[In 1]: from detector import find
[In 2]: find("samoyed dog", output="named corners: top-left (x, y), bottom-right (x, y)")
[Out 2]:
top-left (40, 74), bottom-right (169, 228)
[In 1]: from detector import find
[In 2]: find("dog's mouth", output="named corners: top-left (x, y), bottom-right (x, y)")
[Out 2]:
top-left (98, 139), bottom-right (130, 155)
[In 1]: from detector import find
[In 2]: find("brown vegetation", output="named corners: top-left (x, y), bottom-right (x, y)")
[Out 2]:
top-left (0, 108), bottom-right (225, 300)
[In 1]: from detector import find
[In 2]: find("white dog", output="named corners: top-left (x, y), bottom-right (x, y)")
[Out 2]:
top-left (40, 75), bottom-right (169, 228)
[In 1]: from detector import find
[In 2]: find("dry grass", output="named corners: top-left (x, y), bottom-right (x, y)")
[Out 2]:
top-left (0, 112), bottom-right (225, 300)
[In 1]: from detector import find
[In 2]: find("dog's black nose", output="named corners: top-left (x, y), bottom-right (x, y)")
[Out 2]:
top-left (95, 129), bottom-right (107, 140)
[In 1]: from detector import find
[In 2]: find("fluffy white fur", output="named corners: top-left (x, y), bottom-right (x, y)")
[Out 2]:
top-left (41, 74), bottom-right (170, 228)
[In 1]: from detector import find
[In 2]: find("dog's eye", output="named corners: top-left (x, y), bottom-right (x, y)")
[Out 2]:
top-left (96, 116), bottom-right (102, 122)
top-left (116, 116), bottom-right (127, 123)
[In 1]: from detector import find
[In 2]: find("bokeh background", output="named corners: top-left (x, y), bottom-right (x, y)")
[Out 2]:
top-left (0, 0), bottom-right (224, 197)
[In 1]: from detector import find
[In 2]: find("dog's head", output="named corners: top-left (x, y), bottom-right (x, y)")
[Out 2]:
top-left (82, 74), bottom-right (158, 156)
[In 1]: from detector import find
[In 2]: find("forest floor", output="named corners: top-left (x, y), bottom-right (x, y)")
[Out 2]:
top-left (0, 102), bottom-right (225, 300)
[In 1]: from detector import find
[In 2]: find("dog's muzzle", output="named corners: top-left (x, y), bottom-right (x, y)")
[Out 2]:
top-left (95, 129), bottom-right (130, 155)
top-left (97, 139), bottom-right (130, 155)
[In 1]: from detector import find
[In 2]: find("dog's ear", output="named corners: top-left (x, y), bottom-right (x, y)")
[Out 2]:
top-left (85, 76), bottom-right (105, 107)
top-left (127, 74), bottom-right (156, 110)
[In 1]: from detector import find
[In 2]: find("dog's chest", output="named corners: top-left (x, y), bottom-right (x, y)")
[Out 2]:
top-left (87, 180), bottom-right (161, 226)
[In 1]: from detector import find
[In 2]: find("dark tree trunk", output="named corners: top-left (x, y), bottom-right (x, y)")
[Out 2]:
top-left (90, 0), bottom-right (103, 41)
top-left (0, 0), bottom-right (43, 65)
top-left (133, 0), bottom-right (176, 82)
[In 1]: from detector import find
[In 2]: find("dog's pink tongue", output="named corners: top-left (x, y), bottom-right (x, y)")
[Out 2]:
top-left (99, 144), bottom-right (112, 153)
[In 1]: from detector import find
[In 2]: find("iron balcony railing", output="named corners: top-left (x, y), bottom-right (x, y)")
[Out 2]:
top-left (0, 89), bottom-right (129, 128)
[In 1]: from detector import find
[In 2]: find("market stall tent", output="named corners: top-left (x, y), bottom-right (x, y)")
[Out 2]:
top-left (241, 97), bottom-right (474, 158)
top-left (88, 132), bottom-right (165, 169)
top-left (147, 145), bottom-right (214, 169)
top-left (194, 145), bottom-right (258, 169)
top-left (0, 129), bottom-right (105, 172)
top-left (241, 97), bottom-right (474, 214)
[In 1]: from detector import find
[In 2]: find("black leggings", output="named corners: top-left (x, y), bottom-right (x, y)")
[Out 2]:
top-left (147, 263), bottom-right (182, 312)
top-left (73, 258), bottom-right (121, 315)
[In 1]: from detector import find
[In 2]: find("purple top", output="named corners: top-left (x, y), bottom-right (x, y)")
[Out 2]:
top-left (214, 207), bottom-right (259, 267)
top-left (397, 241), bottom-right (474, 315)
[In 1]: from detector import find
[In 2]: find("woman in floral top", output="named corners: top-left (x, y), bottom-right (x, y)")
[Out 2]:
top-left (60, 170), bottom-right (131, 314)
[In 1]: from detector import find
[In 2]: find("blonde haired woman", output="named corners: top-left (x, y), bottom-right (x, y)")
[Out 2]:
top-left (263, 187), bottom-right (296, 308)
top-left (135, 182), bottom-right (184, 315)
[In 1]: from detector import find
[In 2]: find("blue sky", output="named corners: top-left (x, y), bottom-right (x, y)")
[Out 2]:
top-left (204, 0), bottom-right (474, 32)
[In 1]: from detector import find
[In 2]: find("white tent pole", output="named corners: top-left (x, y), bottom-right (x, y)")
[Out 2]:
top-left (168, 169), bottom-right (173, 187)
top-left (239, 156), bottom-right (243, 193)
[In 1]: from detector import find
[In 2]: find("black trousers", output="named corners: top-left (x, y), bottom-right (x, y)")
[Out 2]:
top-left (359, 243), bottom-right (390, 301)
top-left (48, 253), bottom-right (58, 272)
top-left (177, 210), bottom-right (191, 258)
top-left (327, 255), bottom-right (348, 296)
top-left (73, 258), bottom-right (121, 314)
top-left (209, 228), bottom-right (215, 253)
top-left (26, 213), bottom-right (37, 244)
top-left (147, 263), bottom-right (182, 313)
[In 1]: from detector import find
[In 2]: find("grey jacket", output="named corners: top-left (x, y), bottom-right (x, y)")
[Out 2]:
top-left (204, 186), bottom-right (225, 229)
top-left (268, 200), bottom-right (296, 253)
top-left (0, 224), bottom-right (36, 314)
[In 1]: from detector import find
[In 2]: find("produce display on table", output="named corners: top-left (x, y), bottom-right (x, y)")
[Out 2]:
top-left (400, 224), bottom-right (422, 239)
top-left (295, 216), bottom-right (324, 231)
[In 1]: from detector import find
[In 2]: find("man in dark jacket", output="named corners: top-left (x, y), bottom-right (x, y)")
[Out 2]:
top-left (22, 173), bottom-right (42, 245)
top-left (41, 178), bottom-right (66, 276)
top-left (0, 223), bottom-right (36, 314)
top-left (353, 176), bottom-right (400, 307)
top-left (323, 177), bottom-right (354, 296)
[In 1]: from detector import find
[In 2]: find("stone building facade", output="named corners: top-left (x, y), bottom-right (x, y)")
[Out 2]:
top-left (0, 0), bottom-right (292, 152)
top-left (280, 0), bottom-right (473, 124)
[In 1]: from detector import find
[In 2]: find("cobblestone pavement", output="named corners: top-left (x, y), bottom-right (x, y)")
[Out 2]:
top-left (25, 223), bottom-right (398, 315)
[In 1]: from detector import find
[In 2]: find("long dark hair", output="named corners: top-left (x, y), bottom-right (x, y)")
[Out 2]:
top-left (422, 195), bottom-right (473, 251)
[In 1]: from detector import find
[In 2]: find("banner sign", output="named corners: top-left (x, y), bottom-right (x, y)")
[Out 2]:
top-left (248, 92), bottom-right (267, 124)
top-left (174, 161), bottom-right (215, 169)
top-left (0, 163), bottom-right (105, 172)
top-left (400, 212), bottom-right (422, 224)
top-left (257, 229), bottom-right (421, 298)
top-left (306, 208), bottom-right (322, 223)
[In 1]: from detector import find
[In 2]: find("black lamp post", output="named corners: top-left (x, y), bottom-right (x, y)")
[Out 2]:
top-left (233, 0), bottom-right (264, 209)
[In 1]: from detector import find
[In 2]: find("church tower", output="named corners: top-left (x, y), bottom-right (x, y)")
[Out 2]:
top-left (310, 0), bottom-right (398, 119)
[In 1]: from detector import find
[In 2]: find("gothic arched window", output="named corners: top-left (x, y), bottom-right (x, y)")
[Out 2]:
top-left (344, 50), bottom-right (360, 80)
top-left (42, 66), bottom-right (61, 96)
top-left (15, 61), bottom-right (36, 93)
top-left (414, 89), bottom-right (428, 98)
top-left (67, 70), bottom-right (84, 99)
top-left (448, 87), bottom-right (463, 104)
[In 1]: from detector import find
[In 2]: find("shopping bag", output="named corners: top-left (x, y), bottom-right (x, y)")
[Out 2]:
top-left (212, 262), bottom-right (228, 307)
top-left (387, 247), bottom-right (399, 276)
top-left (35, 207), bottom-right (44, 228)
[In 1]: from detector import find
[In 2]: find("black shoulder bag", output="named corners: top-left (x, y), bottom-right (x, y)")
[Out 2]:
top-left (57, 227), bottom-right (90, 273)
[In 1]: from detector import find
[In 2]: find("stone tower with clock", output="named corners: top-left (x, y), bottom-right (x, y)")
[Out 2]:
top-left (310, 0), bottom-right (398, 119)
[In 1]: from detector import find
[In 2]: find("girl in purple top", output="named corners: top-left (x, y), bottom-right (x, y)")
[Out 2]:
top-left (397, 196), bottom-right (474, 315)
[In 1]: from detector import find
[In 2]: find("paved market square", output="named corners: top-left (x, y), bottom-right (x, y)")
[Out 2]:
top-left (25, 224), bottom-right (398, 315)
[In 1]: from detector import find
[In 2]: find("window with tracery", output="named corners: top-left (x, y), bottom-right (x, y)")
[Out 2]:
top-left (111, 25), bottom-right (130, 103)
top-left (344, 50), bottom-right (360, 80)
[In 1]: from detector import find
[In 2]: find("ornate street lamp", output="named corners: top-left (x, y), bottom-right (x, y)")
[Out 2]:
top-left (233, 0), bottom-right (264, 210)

Task requirements =>
Please report, as a bare number, how many lines of the data contain the word "with".

Expected answer =>
2